DATA EXTRACT section start
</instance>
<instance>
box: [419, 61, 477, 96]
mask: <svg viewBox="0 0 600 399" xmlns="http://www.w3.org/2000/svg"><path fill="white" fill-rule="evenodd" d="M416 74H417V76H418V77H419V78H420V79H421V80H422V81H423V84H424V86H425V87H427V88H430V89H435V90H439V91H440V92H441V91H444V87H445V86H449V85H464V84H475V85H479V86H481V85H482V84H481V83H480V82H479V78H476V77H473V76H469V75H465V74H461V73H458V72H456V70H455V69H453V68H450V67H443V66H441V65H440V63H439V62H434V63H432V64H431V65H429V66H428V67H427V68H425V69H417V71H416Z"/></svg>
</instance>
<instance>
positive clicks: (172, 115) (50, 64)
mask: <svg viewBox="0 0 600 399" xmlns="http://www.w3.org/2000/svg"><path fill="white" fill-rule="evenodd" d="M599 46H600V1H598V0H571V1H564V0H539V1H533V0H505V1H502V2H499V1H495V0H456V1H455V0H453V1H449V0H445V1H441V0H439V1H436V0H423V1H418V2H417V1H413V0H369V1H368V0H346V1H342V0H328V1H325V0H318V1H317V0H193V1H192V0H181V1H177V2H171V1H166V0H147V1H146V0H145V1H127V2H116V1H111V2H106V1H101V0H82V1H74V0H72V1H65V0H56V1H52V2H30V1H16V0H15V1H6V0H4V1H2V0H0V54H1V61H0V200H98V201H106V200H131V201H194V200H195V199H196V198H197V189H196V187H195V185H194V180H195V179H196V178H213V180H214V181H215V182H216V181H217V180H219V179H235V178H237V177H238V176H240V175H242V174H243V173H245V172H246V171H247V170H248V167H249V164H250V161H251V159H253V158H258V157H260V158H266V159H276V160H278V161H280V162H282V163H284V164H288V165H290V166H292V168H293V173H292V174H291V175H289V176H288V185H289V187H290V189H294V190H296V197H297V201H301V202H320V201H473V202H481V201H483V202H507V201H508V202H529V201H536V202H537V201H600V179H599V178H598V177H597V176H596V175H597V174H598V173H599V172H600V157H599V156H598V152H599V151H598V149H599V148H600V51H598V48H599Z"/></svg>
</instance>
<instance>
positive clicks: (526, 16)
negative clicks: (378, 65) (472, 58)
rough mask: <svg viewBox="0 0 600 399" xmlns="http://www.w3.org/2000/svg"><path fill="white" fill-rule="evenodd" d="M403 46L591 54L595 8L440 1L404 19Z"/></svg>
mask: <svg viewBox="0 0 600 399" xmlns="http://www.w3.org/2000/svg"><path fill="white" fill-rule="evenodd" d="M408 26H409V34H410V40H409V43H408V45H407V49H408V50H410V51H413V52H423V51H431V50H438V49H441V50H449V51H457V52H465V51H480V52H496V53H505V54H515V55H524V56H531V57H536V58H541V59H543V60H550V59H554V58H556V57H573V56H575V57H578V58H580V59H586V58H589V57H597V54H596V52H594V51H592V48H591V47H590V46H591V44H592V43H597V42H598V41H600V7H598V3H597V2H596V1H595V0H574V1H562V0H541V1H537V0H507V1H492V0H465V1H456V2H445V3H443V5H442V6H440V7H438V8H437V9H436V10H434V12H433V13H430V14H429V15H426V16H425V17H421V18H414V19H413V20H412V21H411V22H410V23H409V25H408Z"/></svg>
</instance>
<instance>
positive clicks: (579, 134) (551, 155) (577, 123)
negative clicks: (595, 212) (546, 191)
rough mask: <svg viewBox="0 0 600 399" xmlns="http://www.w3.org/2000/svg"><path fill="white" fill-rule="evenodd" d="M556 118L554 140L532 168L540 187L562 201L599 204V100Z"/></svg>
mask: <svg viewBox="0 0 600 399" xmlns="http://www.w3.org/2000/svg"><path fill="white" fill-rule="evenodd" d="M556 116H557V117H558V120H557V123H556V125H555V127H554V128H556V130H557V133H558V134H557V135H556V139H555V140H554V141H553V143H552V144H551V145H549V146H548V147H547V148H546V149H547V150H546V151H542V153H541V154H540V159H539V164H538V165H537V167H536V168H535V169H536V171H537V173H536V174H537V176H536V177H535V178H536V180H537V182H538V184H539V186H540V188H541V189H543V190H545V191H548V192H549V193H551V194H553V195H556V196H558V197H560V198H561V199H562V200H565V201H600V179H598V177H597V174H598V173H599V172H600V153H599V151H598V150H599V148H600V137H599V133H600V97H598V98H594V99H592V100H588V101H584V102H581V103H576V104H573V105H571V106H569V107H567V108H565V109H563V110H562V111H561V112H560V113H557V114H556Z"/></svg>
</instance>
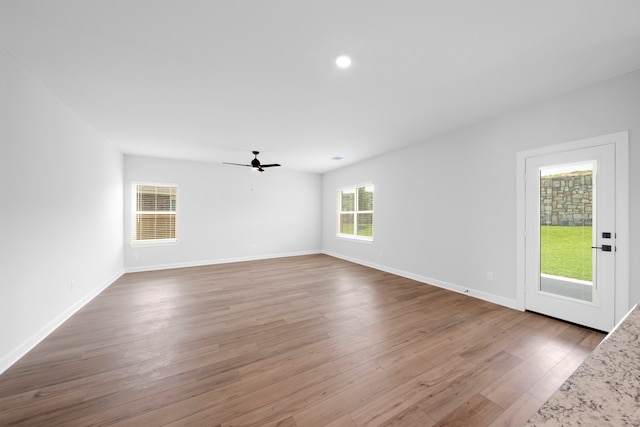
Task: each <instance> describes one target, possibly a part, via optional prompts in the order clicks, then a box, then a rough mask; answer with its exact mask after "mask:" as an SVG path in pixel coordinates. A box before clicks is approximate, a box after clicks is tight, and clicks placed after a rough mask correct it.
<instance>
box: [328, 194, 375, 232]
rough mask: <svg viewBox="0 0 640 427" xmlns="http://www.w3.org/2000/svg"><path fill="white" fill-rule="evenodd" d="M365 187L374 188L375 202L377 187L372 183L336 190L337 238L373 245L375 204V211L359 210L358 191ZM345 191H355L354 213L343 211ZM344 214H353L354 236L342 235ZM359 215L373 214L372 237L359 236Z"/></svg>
DATA EXTRACT section end
**PROBLEM DETAILS:** Please copy the data shown above word for word, omitting the pictures.

**ANSWER TO THIS PROBLEM:**
</instance>
<instance>
box: [419, 61, 477, 96]
mask: <svg viewBox="0 0 600 399" xmlns="http://www.w3.org/2000/svg"><path fill="white" fill-rule="evenodd" d="M416 74H417V76H418V77H419V78H420V79H421V80H422V81H423V84H424V86H425V87H427V88H430V89H435V90H439V91H440V92H441V91H444V87H445V86H449V85H464V84H475V85H479V86H481V85H482V84H481V83H480V82H479V78H476V77H473V76H469V75H465V74H461V73H458V72H456V70H455V69H453V68H450V67H443V66H441V65H440V63H439V62H434V63H432V64H431V65H429V66H428V67H427V68H425V69H417V71H416Z"/></svg>
</instance>
<instance>
positive clicks: (172, 115) (50, 64)
mask: <svg viewBox="0 0 600 399" xmlns="http://www.w3.org/2000/svg"><path fill="white" fill-rule="evenodd" d="M599 46H600V1H598V0H571V1H564V0H539V1H533V0H505V1H502V2H499V1H495V0H456V1H455V0H453V1H449V0H445V1H441V0H439V1H436V0H423V1H418V2H417V1H413V0H369V1H368V0H346V1H342V0H328V1H325V0H318V1H317V0H193V1H192V0H181V1H177V2H171V1H166V0H147V1H146V0H145V1H127V2H116V1H111V2H106V1H101V0H82V1H74V0H72V1H65V0H56V1H52V2H30V1H16V0H15V1H6V0H4V1H2V0H0V54H1V61H0V200H98V201H106V200H131V201H194V200H195V199H196V198H197V189H196V187H195V185H194V180H195V179H196V178H213V180H214V181H215V182H216V181H217V180H219V179H235V178H237V177H238V176H240V175H242V174H243V173H245V172H246V171H247V170H248V167H249V164H250V161H251V159H253V158H258V157H260V158H266V159H276V160H278V161H280V162H282V163H284V164H288V165H290V166H292V168H293V173H292V174H291V175H289V176H288V185H289V187H290V189H294V190H296V197H297V201H301V202H320V201H473V202H481V201H483V202H507V201H508V202H529V201H536V202H537V201H600V179H599V178H598V177H597V176H596V175H597V174H598V173H599V172H600V157H599V156H598V152H599V151H598V149H599V148H600V51H598V48H599Z"/></svg>
</instance>
<instance>
positive clicks: (526, 16)
negative clicks: (378, 65) (472, 58)
rough mask: <svg viewBox="0 0 600 399" xmlns="http://www.w3.org/2000/svg"><path fill="white" fill-rule="evenodd" d="M403 46L591 54L595 8L440 1L404 19Z"/></svg>
mask: <svg viewBox="0 0 600 399" xmlns="http://www.w3.org/2000/svg"><path fill="white" fill-rule="evenodd" d="M408 26H409V34H410V40H409V43H408V45H407V49H408V50H410V51H413V52H423V51H431V50H438V49H441V50H449V51H457V52H465V51H480V52H496V53H505V54H515V55H524V56H531V57H536V58H541V59H543V60H550V59H554V58H556V57H573V56H575V57H578V58H580V59H586V58H589V57H597V54H596V52H594V51H592V48H591V47H590V46H591V44H592V43H597V42H598V41H600V7H598V3H597V2H596V1H595V0H574V1H562V0H541V1H537V0H507V1H492V0H465V1H456V2H445V3H443V5H442V6H440V7H438V8H437V9H436V10H434V12H433V13H430V14H429V15H426V16H425V17H421V18H414V19H413V20H412V21H411V22H410V23H409V25H408Z"/></svg>
</instance>
<instance>
positive clicks: (579, 134) (551, 155) (577, 123)
negative clicks: (595, 212) (546, 191)
rough mask: <svg viewBox="0 0 600 399" xmlns="http://www.w3.org/2000/svg"><path fill="white" fill-rule="evenodd" d="M556 118L554 140L532 168L540 187L562 201L599 204V100Z"/></svg>
mask: <svg viewBox="0 0 600 399" xmlns="http://www.w3.org/2000/svg"><path fill="white" fill-rule="evenodd" d="M556 116H557V117H558V120H557V123H556V125H555V127H554V128H556V130H557V133H558V134H557V135H556V139H555V140H554V141H553V143H552V144H551V145H549V146H548V147H547V148H546V149H547V150H546V151H542V153H541V154H540V159H539V164H538V165H537V167H536V168H535V169H536V171H537V173H536V174H537V176H536V177H535V178H536V180H537V182H538V184H539V186H540V188H541V189H543V190H545V191H548V192H549V193H551V194H553V195H556V196H558V197H560V198H561V199H562V200H565V201H600V179H598V177H597V174H598V173H599V172H600V153H599V151H598V150H599V148H600V137H599V133H600V97H598V98H594V99H592V100H588V101H584V102H581V103H576V104H573V105H571V106H569V107H567V108H565V109H563V110H562V111H561V112H560V113H557V114H556Z"/></svg>
</instance>
Task: each <instance> describes one target, possibly a part, via optional prompts in the order clicks, then a box, then a rough mask; answer with its exact mask after "mask:" as an SVG path in pixel coordinates. A box before clicks is approximate, a box after clicks is tight, and clicks placed after a rough mask correct it.
<instance>
box: [328, 194, 375, 232]
rough mask: <svg viewBox="0 0 640 427" xmlns="http://www.w3.org/2000/svg"><path fill="white" fill-rule="evenodd" d="M365 187L374 188L375 202L377 187L372 183L336 190L337 238L373 245L375 204V211L359 210L358 191ZM345 191H355L354 213L343 211ZM344 214H353L354 236L342 235ZM359 215L373 214L372 237L359 236Z"/></svg>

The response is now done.